*** Begin section ***

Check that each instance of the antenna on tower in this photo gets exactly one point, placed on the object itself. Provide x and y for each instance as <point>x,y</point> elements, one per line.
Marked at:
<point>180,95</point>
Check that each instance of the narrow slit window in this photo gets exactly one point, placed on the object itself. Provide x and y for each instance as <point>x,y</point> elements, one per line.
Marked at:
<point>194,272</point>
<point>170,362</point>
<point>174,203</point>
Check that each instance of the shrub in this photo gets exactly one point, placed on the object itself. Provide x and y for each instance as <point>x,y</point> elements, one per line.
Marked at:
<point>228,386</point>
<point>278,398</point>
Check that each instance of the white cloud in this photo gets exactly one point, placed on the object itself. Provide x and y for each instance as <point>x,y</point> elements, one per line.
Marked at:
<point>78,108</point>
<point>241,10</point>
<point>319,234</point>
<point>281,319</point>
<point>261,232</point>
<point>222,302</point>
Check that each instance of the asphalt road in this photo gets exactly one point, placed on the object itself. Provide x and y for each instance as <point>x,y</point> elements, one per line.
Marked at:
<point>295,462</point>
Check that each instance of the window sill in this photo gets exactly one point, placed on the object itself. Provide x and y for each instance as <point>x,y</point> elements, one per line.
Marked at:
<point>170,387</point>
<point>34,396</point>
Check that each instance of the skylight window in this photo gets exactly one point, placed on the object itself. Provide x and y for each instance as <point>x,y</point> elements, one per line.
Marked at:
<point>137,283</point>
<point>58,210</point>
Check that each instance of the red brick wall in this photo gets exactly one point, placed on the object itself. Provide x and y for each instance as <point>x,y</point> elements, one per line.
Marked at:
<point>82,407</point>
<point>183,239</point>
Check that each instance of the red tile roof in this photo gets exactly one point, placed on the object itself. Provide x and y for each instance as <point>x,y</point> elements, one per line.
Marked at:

*** End section ***

* [Instructions for the task]: Copy all of the material word for word.

* [Exercise output]:
Check that each instance of the antenna on tower in this photo gets exactly one point, placed on the object itself. Provide x and y for each instance as <point>x,y</point> elements, one per line.
Marked at:
<point>180,95</point>
Check that each instance of the narrow slit window in this photo gets exactly one point, placed on the object itself. Provide x and y for each instance as <point>x,y</point> elements, one per line.
Marked at:
<point>194,272</point>
<point>170,362</point>
<point>174,203</point>
Check that each instance of the shrub in this photo gets exactly one point, placed on the object itself. Provide x and y for each instance as <point>x,y</point> elements, one per line.
Marked at:
<point>228,386</point>
<point>278,398</point>
Check that each instance of the white cloud in this photo gets exactly one point, placed on the object itself. Provide x and y for each instance as <point>x,y</point> elements, one per line.
Marked at:
<point>78,108</point>
<point>241,10</point>
<point>319,234</point>
<point>281,319</point>
<point>261,232</point>
<point>222,302</point>
Check that each instance of the asphalt road in this photo gets exactly one point, placed on the object itself. Provide x and y for each instance as <point>x,y</point> elements, one per line.
Marked at:
<point>295,462</point>
Check that each instance of the window sill in this photo gets exactly one point, placed on the object itself. Provide x and y for each instance as <point>x,y</point> elements, one per line.
Marked at:
<point>170,387</point>
<point>34,396</point>
Check that each instance of the skylight window in this photo gets exactly one point, placed on the object itself. Provide x and y for each instance as <point>x,y</point> elements, one per line.
Marked at:
<point>137,283</point>
<point>58,210</point>
Check that each instance of the red brick wall in this photo gets exactly one point, placed on the object itself. Provide x and y for each instance as <point>x,y</point> elements, one per line.
Marked at:
<point>82,407</point>
<point>183,239</point>
Check that each instance of the red tile roof in this photo gets exactly one point, placed on the object itself. Provide x and y for each instance as <point>x,y</point> elements, one per line.
Marked at:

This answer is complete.